Convert the listing below into a JSON list of strings with one string per line, skipping blank lines and leaving out the pictures.

..............................

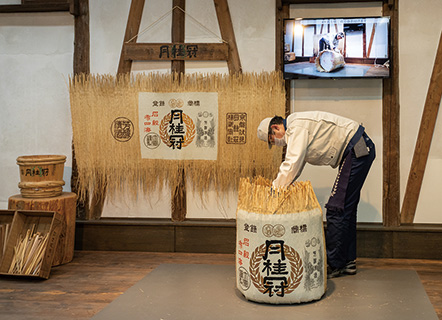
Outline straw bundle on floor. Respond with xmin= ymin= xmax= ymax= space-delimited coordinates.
xmin=8 ymin=225 xmax=48 ymax=275
xmin=238 ymin=177 xmax=321 ymax=214
xmin=236 ymin=177 xmax=327 ymax=304
xmin=0 ymin=223 xmax=11 ymax=262
xmin=70 ymin=72 xmax=285 ymax=202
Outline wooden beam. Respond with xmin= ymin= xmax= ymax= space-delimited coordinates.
xmin=275 ymin=0 xmax=290 ymax=71
xmin=117 ymin=0 xmax=144 ymax=74
xmin=213 ymin=0 xmax=242 ymax=74
xmin=401 ymin=34 xmax=442 ymax=223
xmin=172 ymin=0 xmax=186 ymax=73
xmin=382 ymin=0 xmax=400 ymax=227
xmin=123 ymin=43 xmax=229 ymax=61
xmin=0 ymin=2 xmax=70 ymax=13
xmin=282 ymin=0 xmax=373 ymax=4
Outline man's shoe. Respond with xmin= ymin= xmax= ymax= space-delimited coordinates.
xmin=327 ymin=266 xmax=344 ymax=279
xmin=342 ymin=260 xmax=358 ymax=275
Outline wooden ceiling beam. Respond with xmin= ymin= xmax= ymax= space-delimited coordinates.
xmin=0 ymin=2 xmax=71 ymax=13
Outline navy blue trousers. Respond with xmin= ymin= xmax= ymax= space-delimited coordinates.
xmin=325 ymin=133 xmax=376 ymax=269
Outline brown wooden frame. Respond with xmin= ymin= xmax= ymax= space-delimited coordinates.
xmin=113 ymin=0 xmax=242 ymax=221
xmin=275 ymin=0 xmax=401 ymax=227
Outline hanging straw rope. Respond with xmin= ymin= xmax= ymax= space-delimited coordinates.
xmin=70 ymin=72 xmax=285 ymax=198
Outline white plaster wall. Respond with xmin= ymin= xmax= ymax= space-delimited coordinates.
xmin=399 ymin=0 xmax=442 ymax=223
xmin=0 ymin=13 xmax=74 ymax=209
xmin=0 ymin=0 xmax=442 ymax=223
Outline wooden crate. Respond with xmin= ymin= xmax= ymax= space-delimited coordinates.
xmin=0 ymin=210 xmax=15 ymax=265
xmin=0 ymin=210 xmax=62 ymax=279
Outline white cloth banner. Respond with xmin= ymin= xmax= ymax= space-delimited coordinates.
xmin=138 ymin=92 xmax=218 ymax=160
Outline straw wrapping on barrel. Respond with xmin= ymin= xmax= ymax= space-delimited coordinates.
xmin=238 ymin=177 xmax=321 ymax=214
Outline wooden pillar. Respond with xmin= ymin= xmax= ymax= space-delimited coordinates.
xmin=382 ymin=0 xmax=400 ymax=227
xmin=171 ymin=0 xmax=187 ymax=221
xmin=71 ymin=0 xmax=90 ymax=219
xmin=117 ymin=0 xmax=144 ymax=74
xmin=213 ymin=0 xmax=242 ymax=74
xmin=401 ymin=34 xmax=442 ymax=223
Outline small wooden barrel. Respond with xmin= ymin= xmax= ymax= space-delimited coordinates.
xmin=17 ymin=155 xmax=66 ymax=198
xmin=315 ymin=50 xmax=345 ymax=72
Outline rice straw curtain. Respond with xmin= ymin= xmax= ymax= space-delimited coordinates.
xmin=69 ymin=72 xmax=285 ymax=199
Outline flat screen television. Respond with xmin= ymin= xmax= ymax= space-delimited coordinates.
xmin=283 ymin=16 xmax=390 ymax=79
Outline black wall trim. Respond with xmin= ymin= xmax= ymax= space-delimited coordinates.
xmin=75 ymin=218 xmax=442 ymax=260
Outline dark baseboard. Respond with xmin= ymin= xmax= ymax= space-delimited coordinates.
xmin=75 ymin=218 xmax=442 ymax=260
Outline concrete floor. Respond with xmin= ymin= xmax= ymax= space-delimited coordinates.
xmin=92 ymin=264 xmax=438 ymax=320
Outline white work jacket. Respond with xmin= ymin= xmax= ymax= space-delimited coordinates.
xmin=273 ymin=111 xmax=359 ymax=188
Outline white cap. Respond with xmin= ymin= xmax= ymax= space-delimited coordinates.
xmin=258 ymin=118 xmax=272 ymax=149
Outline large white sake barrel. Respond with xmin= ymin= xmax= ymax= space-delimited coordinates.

..............................

** Correct output **
[
  "Outline straw bundle on floor. Respond with xmin= ymin= xmax= ymax= space-delimited coordinates.",
  "xmin=8 ymin=225 xmax=48 ymax=275",
  "xmin=238 ymin=177 xmax=321 ymax=214",
  "xmin=236 ymin=177 xmax=327 ymax=304",
  "xmin=0 ymin=223 xmax=11 ymax=262",
  "xmin=70 ymin=72 xmax=285 ymax=202",
  "Outline wooden beam. Respond with xmin= ymin= xmax= ymax= space-delimited coordinates.",
  "xmin=275 ymin=0 xmax=290 ymax=71",
  "xmin=117 ymin=0 xmax=144 ymax=74",
  "xmin=213 ymin=0 xmax=242 ymax=74",
  "xmin=401 ymin=34 xmax=442 ymax=223",
  "xmin=172 ymin=0 xmax=186 ymax=73",
  "xmin=382 ymin=0 xmax=400 ymax=227",
  "xmin=123 ymin=43 xmax=229 ymax=61",
  "xmin=0 ymin=2 xmax=70 ymax=13",
  "xmin=282 ymin=0 xmax=373 ymax=4",
  "Outline man's shoe. Respond with xmin= ymin= xmax= ymax= space-delimited coordinates.",
  "xmin=327 ymin=266 xmax=344 ymax=279",
  "xmin=342 ymin=260 xmax=358 ymax=275",
  "Outline wooden ceiling beam. Respond with xmin= ymin= xmax= ymax= space-delimited coordinates.",
  "xmin=0 ymin=2 xmax=71 ymax=13",
  "Outline navy blue trousers. Respond with xmin= ymin= xmax= ymax= space-delimited coordinates.",
  "xmin=325 ymin=133 xmax=376 ymax=269",
  "Outline brown wooden frame. Respond with xmin= ymin= xmax= ymax= space-delimited coordinates.",
  "xmin=113 ymin=0 xmax=242 ymax=221",
  "xmin=275 ymin=0 xmax=401 ymax=227",
  "Outline hanging straw rope. Respond with xmin= ymin= xmax= ymax= space-delimited coordinates.",
  "xmin=70 ymin=72 xmax=285 ymax=198",
  "Outline white plaster wall. Respond with xmin= ymin= xmax= ymax= space-delimited coordinates.",
  "xmin=399 ymin=0 xmax=442 ymax=223",
  "xmin=0 ymin=13 xmax=74 ymax=209",
  "xmin=0 ymin=0 xmax=442 ymax=223",
  "Outline wooden crate. Respond with xmin= ymin= xmax= ymax= space-delimited coordinates.",
  "xmin=0 ymin=210 xmax=15 ymax=265",
  "xmin=0 ymin=210 xmax=62 ymax=279",
  "Outline white cloth banner. Respond with xmin= ymin= xmax= ymax= space-delimited coordinates.",
  "xmin=138 ymin=92 xmax=218 ymax=160",
  "Outline straw wrapping on barrel. Respond with xmin= ymin= xmax= ymax= space-delimited coordinates.",
  "xmin=238 ymin=177 xmax=321 ymax=214",
  "Outline wooden pillar. Respond with xmin= ymin= xmax= ymax= space-delimited coordinates.",
  "xmin=382 ymin=0 xmax=400 ymax=227",
  "xmin=171 ymin=0 xmax=187 ymax=221",
  "xmin=71 ymin=0 xmax=90 ymax=219",
  "xmin=117 ymin=0 xmax=144 ymax=74",
  "xmin=213 ymin=0 xmax=242 ymax=74",
  "xmin=401 ymin=34 xmax=442 ymax=223",
  "Outline small wooden barrel. Respond with xmin= ymin= xmax= ymax= space-delimited coordinates.",
  "xmin=17 ymin=155 xmax=66 ymax=198",
  "xmin=315 ymin=50 xmax=345 ymax=72",
  "Outline rice straw curtain. Respond with xmin= ymin= xmax= ymax= space-delimited coordinates.",
  "xmin=69 ymin=72 xmax=285 ymax=199",
  "Outline flat screen television. Respond with xmin= ymin= xmax= ymax= space-delimited coordinates.",
  "xmin=283 ymin=16 xmax=390 ymax=79",
  "Outline black wall trim. Respond with xmin= ymin= xmax= ymax= space-delimited coordinates.",
  "xmin=75 ymin=218 xmax=442 ymax=260",
  "Outline dark baseboard. Respond with xmin= ymin= xmax= ymax= space-delimited coordinates.",
  "xmin=75 ymin=218 xmax=442 ymax=260",
  "Outline concrete floor. Respond with xmin= ymin= xmax= ymax= space-delimited coordinates.",
  "xmin=92 ymin=264 xmax=438 ymax=320",
  "Outline white work jacket. Respond with xmin= ymin= xmax= ymax= space-delimited coordinates.",
  "xmin=273 ymin=111 xmax=359 ymax=188",
  "Outline white cap. Respond with xmin= ymin= xmax= ymax= space-delimited coordinates.",
  "xmin=258 ymin=118 xmax=272 ymax=149",
  "Outline large white sake barrel. Respond with xmin= ymin= xmax= ymax= space-delimited coordinates."
]